February 20, 2004

 

 

Canada Reports 1st Bird Flu Case

 

Canada on Thursday has confirmed its first case of bird flu in British Columbia. However the strain is not identical to the deadly flu virus spreading across Asia, experts say.

 

The H7 strain found at the farm on B.C.'s Lower Mainland is "leaps and bounds different from H5N1, where there's high lethality, not only in chickens but also in humans," influenza expert Dr. Danuta Skowronski of the British Columbia Centre for Disease Control said Thursday.

 

"But what we want to do - always, whenever there's an avian outbreak - is contain it and minimize human exposure."

 

Avian influenza strains don't spread easily to humans or among them. In fact, to date only H5 and H7 subtypes have been shown to occasionally have the ability to jump directly into humans from birds.

 

That was first documented in an H5 outbreak in Hong Kong in 1997. Before that it was thought bird flu strains had to pass through pigs, where the viruses picked up genetic material that allowed them to infect humans.

 

A widespread outbreak of H7 virus in poultry stocks in the Netherlands last spring infected 89 people, mostly farm workers, in that country. Most suffered only an eye infection called conjunctivitis, but several people developed influenza and one man, a veterinarian, died.

 

Whether they jump directly to humans or via pigs, avian influenza viruses are highly mutable and are always considered a potential threat to human health.

TASKS TO PERFORM >>
a – List each geographic place named in the bird flu article, giving each place only once.
b – Continue the article on Canada's first bird flu case, picking up after its final sentence.

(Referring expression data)
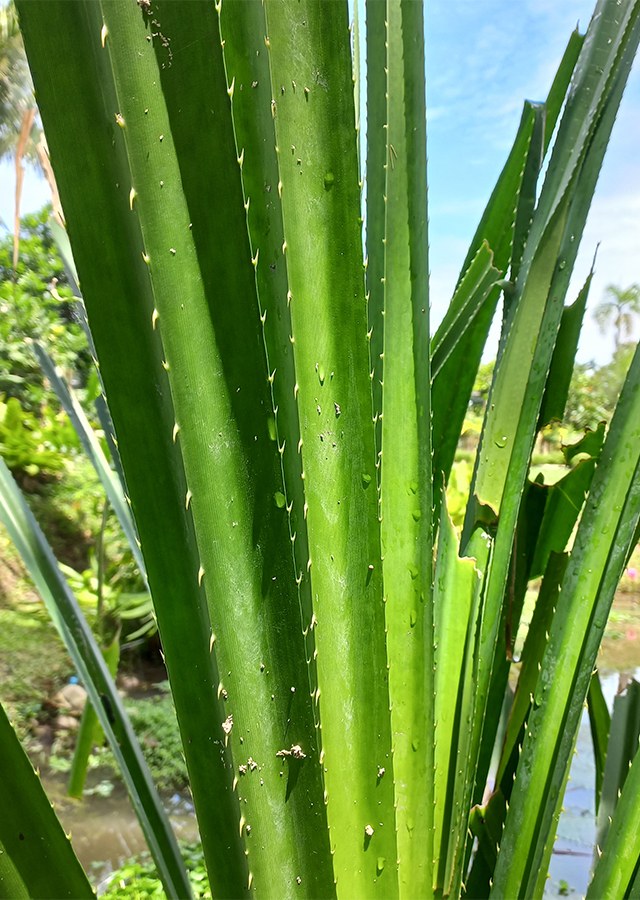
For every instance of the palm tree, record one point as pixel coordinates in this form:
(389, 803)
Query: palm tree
(621, 307)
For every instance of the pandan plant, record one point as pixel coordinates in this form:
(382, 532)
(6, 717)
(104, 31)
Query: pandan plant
(339, 657)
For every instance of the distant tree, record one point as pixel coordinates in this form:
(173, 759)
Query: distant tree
(621, 308)
(16, 87)
(37, 305)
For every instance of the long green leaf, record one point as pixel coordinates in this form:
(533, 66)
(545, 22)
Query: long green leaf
(405, 484)
(620, 752)
(12, 887)
(120, 303)
(588, 586)
(318, 166)
(73, 628)
(30, 832)
(616, 872)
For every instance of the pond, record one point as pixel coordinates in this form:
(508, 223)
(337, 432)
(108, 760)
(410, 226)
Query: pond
(572, 860)
(105, 829)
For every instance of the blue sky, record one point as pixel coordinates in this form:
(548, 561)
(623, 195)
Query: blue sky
(484, 57)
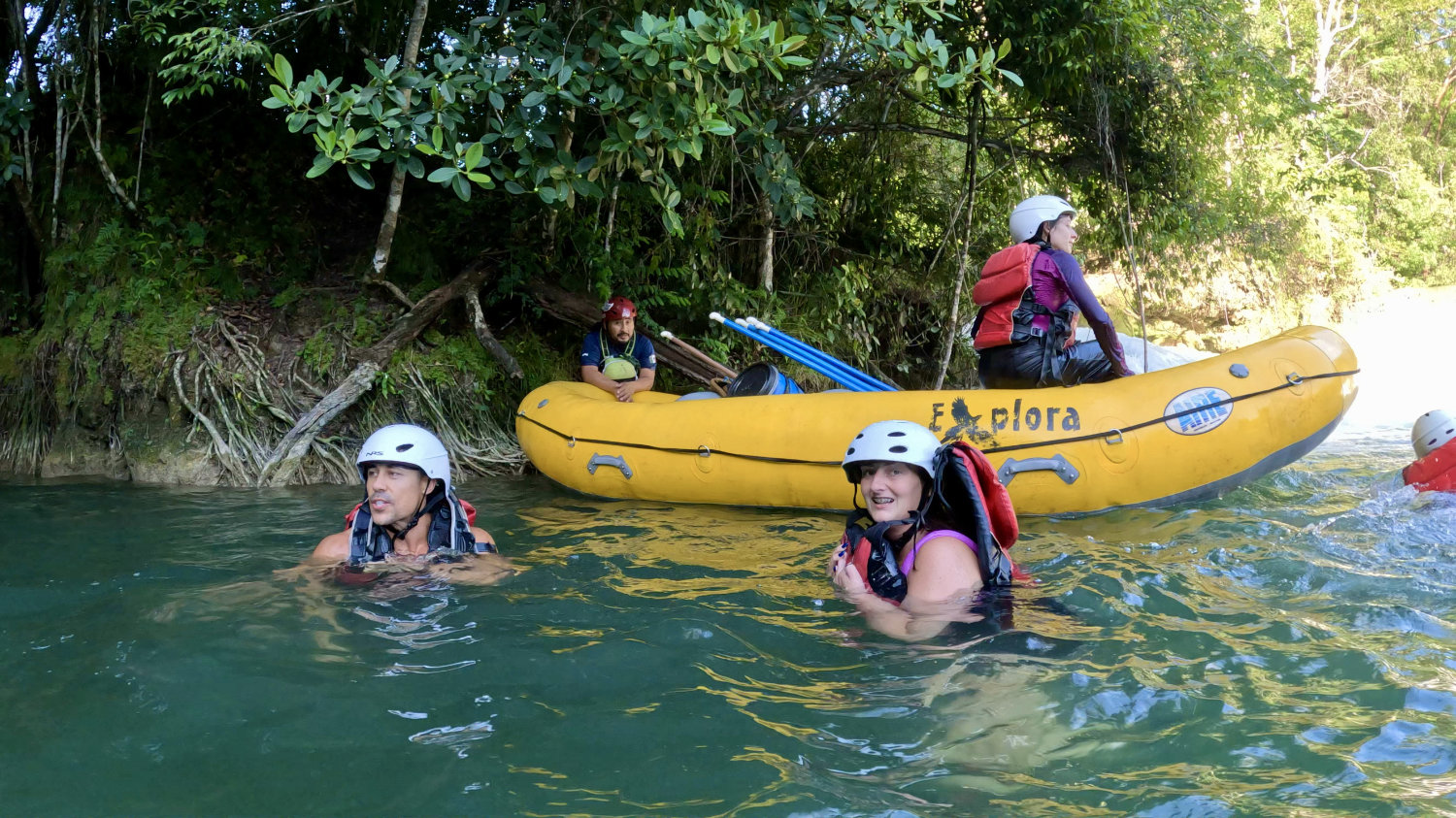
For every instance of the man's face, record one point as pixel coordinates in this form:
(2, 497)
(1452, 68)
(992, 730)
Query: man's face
(395, 492)
(620, 329)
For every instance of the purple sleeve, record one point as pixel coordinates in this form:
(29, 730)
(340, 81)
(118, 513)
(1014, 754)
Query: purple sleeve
(1091, 309)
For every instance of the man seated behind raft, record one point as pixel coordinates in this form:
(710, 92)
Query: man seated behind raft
(411, 512)
(614, 357)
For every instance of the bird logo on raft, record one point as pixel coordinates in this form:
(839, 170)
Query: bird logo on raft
(1199, 410)
(984, 427)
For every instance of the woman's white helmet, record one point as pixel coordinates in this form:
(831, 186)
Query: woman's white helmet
(408, 444)
(1028, 215)
(1432, 431)
(894, 442)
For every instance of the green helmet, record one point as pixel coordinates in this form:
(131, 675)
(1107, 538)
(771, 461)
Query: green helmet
(619, 369)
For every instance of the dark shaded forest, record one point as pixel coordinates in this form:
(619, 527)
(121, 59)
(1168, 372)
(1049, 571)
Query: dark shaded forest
(241, 235)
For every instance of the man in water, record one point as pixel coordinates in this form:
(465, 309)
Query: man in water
(1435, 440)
(614, 357)
(411, 514)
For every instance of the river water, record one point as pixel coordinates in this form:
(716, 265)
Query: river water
(1287, 649)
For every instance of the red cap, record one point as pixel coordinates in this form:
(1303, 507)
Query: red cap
(617, 308)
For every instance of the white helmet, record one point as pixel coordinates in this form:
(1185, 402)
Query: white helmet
(1028, 215)
(1432, 431)
(408, 444)
(894, 442)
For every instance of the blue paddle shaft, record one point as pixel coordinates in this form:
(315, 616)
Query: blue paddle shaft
(779, 335)
(821, 367)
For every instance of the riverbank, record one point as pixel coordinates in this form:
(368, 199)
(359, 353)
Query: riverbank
(183, 425)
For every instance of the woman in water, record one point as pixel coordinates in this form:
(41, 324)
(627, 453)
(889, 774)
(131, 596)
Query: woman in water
(940, 526)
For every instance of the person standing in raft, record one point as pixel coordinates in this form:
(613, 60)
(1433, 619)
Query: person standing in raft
(1030, 296)
(614, 357)
(410, 514)
(937, 533)
(1435, 440)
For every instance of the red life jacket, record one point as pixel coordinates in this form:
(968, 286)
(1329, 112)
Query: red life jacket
(1004, 284)
(1008, 305)
(969, 498)
(1436, 472)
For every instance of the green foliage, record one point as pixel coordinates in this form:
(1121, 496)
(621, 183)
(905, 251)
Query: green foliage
(507, 101)
(15, 124)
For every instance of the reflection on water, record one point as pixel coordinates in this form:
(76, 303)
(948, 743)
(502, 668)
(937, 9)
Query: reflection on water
(1289, 649)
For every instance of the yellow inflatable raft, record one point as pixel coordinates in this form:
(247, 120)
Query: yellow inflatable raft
(1173, 436)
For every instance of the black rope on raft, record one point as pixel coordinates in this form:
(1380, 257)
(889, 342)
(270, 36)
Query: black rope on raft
(1290, 381)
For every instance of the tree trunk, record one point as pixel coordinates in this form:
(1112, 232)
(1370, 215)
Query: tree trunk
(766, 244)
(93, 136)
(482, 331)
(284, 460)
(952, 323)
(396, 182)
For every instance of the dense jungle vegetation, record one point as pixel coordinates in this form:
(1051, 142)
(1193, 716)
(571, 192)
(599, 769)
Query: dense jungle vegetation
(239, 233)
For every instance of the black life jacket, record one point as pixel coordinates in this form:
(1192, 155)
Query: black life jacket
(967, 497)
(448, 533)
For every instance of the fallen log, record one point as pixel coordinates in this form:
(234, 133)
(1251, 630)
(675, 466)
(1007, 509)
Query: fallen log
(284, 460)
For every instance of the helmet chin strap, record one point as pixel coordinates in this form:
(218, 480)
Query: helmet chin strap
(414, 520)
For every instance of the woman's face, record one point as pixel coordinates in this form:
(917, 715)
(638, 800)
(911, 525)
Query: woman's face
(1062, 235)
(891, 489)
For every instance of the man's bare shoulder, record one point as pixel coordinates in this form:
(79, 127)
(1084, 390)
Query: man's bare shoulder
(335, 547)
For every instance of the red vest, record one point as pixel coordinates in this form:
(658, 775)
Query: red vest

RESPONSES >>
a – Canada, British Columbia (including B.C.'s Lower Mainland), Asia, Hong Kong, the Netherlands

b –
"The general picture is clear: bird disease is related to human disease when you're talking about influenza," said Earl Brown, a University of Ottawa virologist who specializes in influenza.

 

"What goes around in chickens comes around in people. ... This natural evolution has to be blocked."

 

The fear is that an avian influenza subtype that hasn't before circulated among people could learn how to do that - and that could trigger an influenza pandemic. No one would have any immunity to the novel virus and it would be expected to sweep the globe in a tidal wave of illnesses, deaths and widespread social disruption.

 

A highly pathogenic form of avian influenza would be expected to kill most birds it infected, while a less pathogenic strain would sicken but not necessarily kill flocks.

 

Even a strain of low pathogenicity would need to be addressed with urgency, Brown said.

 

"One thing that you can bet on with certainty is that if you get a low pathogenic virus in your chicken farm and don't stop it, it will turn into a highly pathogenic one every time. It's just an evolutionary thing."